__Problem set__
1. In the passage on Myers-Briggs typing in the workplace below, for how little time must one interact with a person in a public setting to judge whether that person strongly tends toward one of the types?
2. Write the next part of the passage on Myers-Briggs typing in the workplace that appears below, beginning right after its final sentence.

__Given text__
This method was very popular in workplaces during most of the Nineties. You may already know all this and your own type. If not, here's a site when you can fill out the sorter for free (registration req'd.) & get the results with some short analysis. Let me state firmly before you go, that you may be one of the significant minority of people who are a different type in the workplace than you are at home. Myers-Briggs enthusiasts won't usually tell you that, so if you're going to take the self-test, decide upfront which "you" you're going to answer as.

Once you've got some background in the method and understand the scales and the way they affect temperament, you can interact with a person in a public setting for as little as five to fifteen minutes and judge if they have a strong tendency towards one of the types. (NOTE: People generally exhibit different types through their life as they change; and as I already mentioned, many, not most, people have a different type at home in private than they do in a public, workplace, setting.).

This sense of probable type isn't an Echelon into someone's psyche that will permit you to know their innermost thoughts or manipulate them. It's a glance into the kinds of things that probably inspire them, probably motivate them. It's a hook to a strong possibility of better communication. That's why it's useful to a manager to work with the system long enough to harvest the ability to judge probable workplace type.

What kind of information can you get out of a quick, simple profile once you've interacted enough to get a probable type? As Neidnagel says about Pedro Martínez later in the Springer piece:

"Rather than being big-picture strategic, Pedro is one of those STs that's the best tactician," said Niednagel. "In the spur of the moment, they're really, really good. Pedro's type is great at seeing a guy in the batter's box and noticing every little thing. I'll bet if you went and talked to his manager, he would say Pedro is uncanny at noticing little quirks about opposing hitters.

This is actionable information for a pitching coach or a fellow-player looking to expand his knowledge by asking for help. It also provides a manager looking to provide coaching. For example, Neidnagel says in the article that Schilling is of the ENTP type. Here's a quote from the book Please Understand Me about Schilling's type. The says there's:

...a reclacitrance on the part of the NT -- even from an early age -- to accept without question in the domain of ideas even a widely acepted authority. The fact that a certain person proclaims soemthing, whatever his or her title, reputation or credentials, leaves the NT indifferent. The pronouncement must stand on its own merits, tried in the court of coherence, verification and pragmatics. {SNIP}This recalcitrance to established authorities tends to make an NT...seem unusally individualist and even arrogant.

__Entries provided__
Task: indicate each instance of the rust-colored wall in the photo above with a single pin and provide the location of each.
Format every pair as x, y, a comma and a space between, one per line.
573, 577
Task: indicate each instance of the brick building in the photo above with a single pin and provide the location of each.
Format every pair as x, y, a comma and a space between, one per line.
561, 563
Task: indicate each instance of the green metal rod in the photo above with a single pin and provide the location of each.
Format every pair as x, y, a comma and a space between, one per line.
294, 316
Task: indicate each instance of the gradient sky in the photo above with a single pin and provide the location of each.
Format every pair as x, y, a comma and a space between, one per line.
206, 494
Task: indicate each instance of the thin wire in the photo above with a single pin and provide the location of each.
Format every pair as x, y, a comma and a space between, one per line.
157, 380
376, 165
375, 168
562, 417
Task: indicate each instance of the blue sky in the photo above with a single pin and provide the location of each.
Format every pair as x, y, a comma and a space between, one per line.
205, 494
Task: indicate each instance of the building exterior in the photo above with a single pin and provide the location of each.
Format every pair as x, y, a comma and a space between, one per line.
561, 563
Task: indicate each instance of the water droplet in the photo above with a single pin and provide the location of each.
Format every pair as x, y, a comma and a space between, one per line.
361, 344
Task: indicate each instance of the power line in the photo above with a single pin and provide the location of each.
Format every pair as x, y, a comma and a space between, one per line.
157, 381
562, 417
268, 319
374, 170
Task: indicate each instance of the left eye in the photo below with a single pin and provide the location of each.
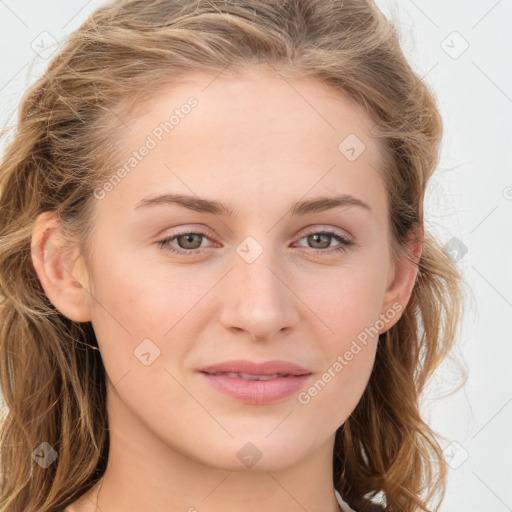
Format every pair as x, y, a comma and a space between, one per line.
190, 242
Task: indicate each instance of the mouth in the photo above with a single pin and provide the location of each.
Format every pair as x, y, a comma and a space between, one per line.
250, 376
256, 383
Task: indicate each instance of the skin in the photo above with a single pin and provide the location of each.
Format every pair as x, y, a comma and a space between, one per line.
258, 144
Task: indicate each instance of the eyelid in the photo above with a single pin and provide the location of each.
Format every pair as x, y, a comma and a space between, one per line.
345, 241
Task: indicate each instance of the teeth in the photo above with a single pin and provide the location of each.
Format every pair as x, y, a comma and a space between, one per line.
248, 376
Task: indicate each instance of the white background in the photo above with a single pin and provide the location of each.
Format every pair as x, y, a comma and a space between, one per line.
469, 199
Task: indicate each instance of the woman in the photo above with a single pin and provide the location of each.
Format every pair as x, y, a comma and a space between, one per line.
218, 292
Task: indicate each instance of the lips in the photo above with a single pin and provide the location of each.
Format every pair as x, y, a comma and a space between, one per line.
256, 383
267, 368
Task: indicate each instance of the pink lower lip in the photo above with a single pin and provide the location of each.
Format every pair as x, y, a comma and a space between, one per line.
257, 392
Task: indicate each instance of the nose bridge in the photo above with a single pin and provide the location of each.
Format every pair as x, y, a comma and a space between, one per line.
258, 300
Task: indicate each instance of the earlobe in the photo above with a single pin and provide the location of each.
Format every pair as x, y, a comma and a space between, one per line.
58, 266
403, 279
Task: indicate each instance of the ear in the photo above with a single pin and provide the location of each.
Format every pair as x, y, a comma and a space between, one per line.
60, 268
401, 280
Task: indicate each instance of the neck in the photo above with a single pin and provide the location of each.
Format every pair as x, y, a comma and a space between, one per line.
152, 475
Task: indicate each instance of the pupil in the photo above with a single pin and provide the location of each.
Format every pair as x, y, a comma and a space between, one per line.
325, 244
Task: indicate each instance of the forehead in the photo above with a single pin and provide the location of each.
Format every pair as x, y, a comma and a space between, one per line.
252, 133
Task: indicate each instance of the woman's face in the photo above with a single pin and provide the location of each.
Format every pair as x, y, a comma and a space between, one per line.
257, 279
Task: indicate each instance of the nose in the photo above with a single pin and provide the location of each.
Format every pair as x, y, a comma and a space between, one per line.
259, 300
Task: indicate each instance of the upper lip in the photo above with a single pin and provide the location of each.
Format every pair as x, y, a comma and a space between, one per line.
253, 368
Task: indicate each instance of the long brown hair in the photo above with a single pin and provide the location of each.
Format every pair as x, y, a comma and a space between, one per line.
53, 381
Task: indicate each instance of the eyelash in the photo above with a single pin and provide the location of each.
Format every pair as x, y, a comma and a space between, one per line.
345, 242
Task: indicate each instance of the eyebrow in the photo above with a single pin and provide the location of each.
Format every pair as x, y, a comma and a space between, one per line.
198, 204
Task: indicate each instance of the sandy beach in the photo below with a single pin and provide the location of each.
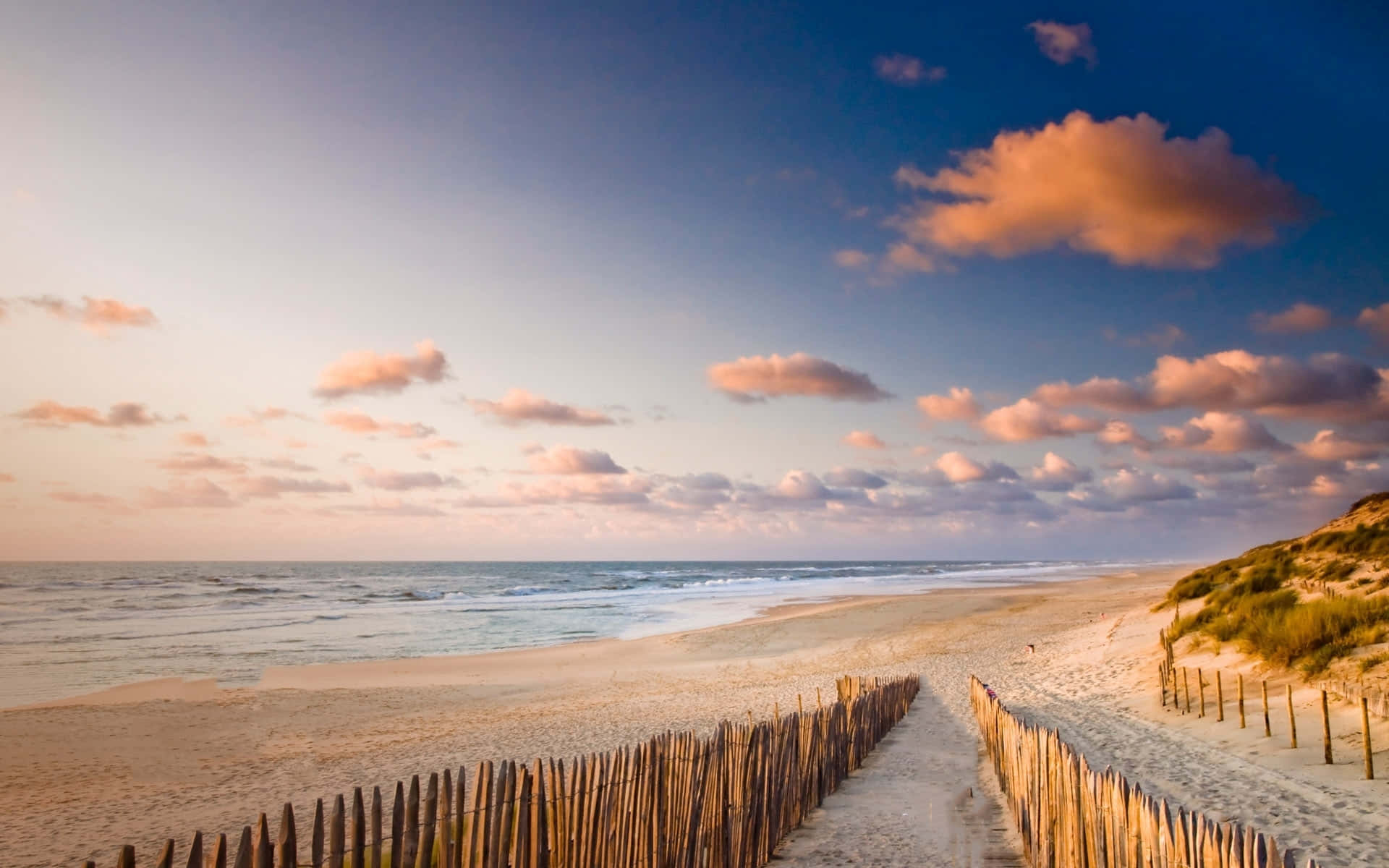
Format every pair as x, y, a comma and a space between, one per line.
164, 759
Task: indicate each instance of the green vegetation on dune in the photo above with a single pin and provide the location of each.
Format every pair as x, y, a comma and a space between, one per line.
1296, 603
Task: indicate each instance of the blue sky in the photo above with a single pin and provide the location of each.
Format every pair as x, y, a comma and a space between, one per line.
599, 205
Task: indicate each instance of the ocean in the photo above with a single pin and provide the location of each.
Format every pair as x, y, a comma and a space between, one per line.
74, 628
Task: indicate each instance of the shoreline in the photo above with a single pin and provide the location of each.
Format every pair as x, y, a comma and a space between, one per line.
142, 771
442, 670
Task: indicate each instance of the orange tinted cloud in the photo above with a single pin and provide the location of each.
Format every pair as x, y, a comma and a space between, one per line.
53, 414
274, 486
520, 407
368, 373
1221, 433
1301, 318
863, 439
1328, 385
757, 378
191, 495
1028, 420
1064, 42
570, 460
906, 69
360, 422
1333, 446
1117, 188
396, 481
959, 404
96, 314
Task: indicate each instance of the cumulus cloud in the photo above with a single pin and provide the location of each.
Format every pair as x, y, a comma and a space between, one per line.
957, 467
1301, 318
274, 486
52, 414
202, 464
521, 407
851, 259
906, 71
187, 495
569, 460
1375, 320
800, 485
959, 404
1117, 188
595, 490
1117, 433
1325, 386
1202, 463
95, 314
1058, 474
1333, 446
1221, 433
1028, 420
286, 464
854, 478
863, 439
1064, 42
757, 378
396, 481
1163, 338
1129, 488
367, 373
356, 421
90, 499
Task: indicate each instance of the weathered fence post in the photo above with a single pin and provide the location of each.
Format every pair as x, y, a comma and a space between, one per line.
1292, 721
1325, 728
1364, 727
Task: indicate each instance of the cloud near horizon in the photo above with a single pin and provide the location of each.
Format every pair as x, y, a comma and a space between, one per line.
759, 378
1116, 188
1301, 318
563, 460
95, 314
1028, 420
354, 421
1064, 42
1328, 385
863, 439
520, 407
957, 406
906, 71
398, 481
367, 373
52, 414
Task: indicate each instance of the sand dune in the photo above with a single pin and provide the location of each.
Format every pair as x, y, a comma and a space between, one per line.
106, 771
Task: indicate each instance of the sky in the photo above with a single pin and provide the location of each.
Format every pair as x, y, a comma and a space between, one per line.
634, 281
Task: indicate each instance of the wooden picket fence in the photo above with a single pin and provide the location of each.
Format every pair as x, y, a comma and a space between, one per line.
1377, 702
673, 801
1073, 817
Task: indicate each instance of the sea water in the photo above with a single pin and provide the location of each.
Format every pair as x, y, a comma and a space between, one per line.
75, 628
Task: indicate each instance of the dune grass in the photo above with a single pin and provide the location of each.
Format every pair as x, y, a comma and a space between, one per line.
1250, 599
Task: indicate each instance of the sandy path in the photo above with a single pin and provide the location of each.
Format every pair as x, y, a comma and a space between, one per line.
1095, 686
81, 778
922, 798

__Exercise responses__
1. As little as five to fifteen minutes.

2.
Wow...that's Curt Schilling to a T: Critical of the owners, critical of the union, and critical enough of the QuesTec Umpire Evaluation System technology to pull a Mike Tyson and demolish the Phoenix ballpark's installation to make known his personal opinion.

In general, I'm very enthused about the high value of knowing enough about the Keirsey-Bates model to apply it at work. I don't think that alone it's the One Big Thing that will make you successful at people management. But if you apply it in its areas of highest value, tweaking work assignments to play to individual strengths, cobbling together ad-hoc teams with complementary types, and most of all in refining communication with the people who report to you, it's a big winner. These three applications are all important requirements for success at Second Base in the MBB Model.

But I'll reassert here: It's a tool, not a personal Echelon, everything you need to know about someone. People are not types -- they are, at any given moment, somewhat like, or very much like, the description of a type, and different individuals embrace a specific type more or less tightly over time than others do.

So when Sean Casey's testimonial for the Brain Type Institute tells me ""When I talked to Jon Niednagel, I felt like he had been living in my head for 27 years," I want to ask him, "Dude, have you been paying rent?"